**AIM**
Please reproduce the stretch of data from the start through the line that contains "[415,331,728,602]", substituting "yard" for "lawn" and leaving everything else unchanged.

────

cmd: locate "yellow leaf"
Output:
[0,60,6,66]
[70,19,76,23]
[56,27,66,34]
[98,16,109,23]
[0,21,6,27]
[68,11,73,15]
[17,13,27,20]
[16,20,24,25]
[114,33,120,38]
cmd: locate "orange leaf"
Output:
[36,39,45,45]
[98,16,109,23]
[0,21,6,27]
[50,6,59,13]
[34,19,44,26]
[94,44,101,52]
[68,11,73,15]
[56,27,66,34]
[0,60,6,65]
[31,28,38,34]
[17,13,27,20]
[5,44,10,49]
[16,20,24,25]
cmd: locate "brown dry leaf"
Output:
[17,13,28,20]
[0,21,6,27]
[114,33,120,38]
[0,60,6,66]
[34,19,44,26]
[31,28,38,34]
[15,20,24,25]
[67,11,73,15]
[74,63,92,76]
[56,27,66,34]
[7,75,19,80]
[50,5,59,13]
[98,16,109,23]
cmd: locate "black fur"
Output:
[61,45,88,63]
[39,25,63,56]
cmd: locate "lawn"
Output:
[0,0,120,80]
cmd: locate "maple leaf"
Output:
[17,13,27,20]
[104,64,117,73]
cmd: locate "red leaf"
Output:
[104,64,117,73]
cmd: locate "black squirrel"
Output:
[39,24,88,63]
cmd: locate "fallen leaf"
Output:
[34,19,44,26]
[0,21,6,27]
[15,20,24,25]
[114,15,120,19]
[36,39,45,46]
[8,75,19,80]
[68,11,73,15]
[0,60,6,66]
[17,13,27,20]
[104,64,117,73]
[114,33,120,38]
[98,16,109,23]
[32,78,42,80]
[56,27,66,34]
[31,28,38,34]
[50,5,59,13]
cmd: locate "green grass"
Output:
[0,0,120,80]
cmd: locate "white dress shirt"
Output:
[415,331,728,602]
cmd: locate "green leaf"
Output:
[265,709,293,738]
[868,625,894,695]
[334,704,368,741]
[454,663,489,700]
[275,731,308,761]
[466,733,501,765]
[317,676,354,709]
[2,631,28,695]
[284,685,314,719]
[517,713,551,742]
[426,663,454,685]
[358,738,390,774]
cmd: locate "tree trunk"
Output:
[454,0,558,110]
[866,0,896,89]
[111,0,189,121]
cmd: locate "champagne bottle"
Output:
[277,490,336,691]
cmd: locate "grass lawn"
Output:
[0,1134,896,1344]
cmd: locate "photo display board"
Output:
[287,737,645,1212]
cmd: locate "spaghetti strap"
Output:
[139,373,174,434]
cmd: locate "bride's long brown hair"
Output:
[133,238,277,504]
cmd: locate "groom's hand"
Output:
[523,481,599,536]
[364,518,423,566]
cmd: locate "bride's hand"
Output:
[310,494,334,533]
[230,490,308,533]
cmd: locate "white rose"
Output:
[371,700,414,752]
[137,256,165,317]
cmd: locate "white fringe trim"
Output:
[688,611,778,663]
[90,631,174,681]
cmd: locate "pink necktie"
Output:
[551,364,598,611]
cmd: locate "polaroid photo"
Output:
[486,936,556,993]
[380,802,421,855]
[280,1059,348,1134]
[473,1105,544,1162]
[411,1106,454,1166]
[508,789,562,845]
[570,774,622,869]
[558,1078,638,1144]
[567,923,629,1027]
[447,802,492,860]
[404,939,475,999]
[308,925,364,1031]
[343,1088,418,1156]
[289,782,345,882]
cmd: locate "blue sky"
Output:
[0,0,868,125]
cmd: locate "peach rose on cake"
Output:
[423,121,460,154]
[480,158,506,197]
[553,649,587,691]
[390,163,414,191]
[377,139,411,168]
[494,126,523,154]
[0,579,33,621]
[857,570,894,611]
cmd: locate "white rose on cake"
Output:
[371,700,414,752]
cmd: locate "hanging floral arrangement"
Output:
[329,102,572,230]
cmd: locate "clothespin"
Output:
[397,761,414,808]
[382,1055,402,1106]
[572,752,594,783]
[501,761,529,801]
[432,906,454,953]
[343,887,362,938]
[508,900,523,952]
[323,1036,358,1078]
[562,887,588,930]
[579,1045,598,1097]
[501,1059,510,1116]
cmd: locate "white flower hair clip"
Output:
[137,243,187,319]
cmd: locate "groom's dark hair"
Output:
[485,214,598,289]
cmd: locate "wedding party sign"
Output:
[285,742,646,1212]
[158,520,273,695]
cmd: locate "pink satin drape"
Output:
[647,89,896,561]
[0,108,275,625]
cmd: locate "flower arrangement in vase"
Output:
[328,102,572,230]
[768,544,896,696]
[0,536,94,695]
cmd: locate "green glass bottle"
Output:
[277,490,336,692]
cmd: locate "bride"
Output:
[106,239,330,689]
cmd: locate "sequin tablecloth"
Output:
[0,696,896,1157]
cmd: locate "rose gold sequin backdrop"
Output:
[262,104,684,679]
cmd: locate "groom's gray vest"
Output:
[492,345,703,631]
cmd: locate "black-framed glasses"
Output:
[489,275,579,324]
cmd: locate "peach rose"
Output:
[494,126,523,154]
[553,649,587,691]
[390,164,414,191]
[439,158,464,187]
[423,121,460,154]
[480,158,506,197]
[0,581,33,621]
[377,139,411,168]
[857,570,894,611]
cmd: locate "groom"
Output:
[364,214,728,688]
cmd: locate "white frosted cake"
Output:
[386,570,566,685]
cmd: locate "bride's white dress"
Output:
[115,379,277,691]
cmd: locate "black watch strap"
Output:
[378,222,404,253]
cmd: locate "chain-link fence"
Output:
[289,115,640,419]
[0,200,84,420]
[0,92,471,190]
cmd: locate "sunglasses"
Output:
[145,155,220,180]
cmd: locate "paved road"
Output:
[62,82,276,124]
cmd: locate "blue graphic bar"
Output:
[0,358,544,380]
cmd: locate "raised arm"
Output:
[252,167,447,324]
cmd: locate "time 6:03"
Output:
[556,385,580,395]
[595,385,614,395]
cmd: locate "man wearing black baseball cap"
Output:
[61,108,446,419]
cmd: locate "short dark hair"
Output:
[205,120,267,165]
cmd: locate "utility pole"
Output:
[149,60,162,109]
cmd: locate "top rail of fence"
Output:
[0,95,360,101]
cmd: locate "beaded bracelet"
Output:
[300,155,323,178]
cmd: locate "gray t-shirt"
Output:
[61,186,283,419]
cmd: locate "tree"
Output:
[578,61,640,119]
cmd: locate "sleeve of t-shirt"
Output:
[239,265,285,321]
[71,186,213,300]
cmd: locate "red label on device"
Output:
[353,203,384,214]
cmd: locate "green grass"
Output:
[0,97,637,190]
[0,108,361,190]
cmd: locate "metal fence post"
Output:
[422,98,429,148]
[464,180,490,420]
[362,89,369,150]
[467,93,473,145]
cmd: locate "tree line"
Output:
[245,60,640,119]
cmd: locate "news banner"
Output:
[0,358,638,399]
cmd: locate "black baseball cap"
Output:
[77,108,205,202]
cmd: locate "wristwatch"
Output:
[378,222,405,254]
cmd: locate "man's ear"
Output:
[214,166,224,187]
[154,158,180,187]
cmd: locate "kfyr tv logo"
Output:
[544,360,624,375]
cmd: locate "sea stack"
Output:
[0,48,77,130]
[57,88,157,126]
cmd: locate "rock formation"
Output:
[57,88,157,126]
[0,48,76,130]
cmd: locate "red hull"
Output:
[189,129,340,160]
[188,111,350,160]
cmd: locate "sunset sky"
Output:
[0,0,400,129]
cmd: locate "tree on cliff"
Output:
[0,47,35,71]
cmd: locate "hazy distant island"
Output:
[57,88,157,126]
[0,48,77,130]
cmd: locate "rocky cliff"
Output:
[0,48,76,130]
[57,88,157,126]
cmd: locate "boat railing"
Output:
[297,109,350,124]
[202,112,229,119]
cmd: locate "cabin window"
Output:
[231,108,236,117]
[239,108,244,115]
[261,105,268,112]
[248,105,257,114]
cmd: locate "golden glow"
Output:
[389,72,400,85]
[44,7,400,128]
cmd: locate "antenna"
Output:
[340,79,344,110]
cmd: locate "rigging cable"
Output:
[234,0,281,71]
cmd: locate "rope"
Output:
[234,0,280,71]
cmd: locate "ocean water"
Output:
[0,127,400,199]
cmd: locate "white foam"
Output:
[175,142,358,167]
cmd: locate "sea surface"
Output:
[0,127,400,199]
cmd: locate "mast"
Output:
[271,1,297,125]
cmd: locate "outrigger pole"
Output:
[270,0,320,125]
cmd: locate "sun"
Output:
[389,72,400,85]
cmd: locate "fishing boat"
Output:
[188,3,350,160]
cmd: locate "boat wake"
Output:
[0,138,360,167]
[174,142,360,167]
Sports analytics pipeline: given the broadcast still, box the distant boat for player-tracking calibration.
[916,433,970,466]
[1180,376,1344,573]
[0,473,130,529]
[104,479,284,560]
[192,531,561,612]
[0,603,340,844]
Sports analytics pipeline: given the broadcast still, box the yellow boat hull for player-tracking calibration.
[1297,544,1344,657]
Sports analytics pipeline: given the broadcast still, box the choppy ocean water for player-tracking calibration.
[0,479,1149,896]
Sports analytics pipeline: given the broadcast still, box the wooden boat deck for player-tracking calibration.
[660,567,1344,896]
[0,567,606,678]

────

**EXPECTED OUTPUT**
cmd: locate "yellow leaf"
Output:
[0,60,6,66]
[70,19,76,23]
[56,27,66,34]
[98,16,109,23]
[0,21,6,27]
[68,11,73,15]
[17,13,27,20]
[16,20,24,25]
[114,33,120,38]
cmd: locate "orange leaf"
Output:
[36,39,45,45]
[98,16,109,23]
[0,21,6,27]
[50,6,59,13]
[34,19,44,26]
[94,44,101,52]
[68,11,73,15]
[56,27,66,34]
[0,60,6,65]
[31,28,38,34]
[17,13,27,20]
[5,44,10,49]
[16,20,24,25]
cmd: locate "brown dry leaf"
Output:
[17,13,28,20]
[0,21,6,27]
[114,33,120,38]
[0,60,6,66]
[34,19,44,26]
[31,28,38,34]
[15,20,24,25]
[67,11,73,15]
[74,63,92,76]
[56,27,66,34]
[7,75,19,80]
[50,5,59,13]
[98,16,109,23]
cmd: locate "black fur"
Output:
[61,45,88,63]
[39,25,63,56]
cmd: locate "yard"
Output:
[0,0,120,80]
cmd: locate "maple leaf"
Output:
[17,13,27,20]
[104,64,117,73]
cmd: locate "red leaf"
Output:
[104,64,117,73]
cmd: locate "black squirrel"
Output:
[39,24,88,63]
cmd: locate "fallen leaf"
Output:
[34,19,44,26]
[0,21,6,27]
[15,20,24,25]
[114,15,120,19]
[36,39,45,46]
[8,75,19,80]
[68,11,73,15]
[0,60,6,66]
[17,13,27,20]
[104,64,117,73]
[114,33,120,38]
[98,16,109,23]
[32,78,42,80]
[56,27,66,34]
[31,28,38,34]
[50,5,59,13]
cmd: locate "green grass"
Output:
[0,0,120,80]
cmd: locate "white dress shirt"
Output:
[415,331,728,602]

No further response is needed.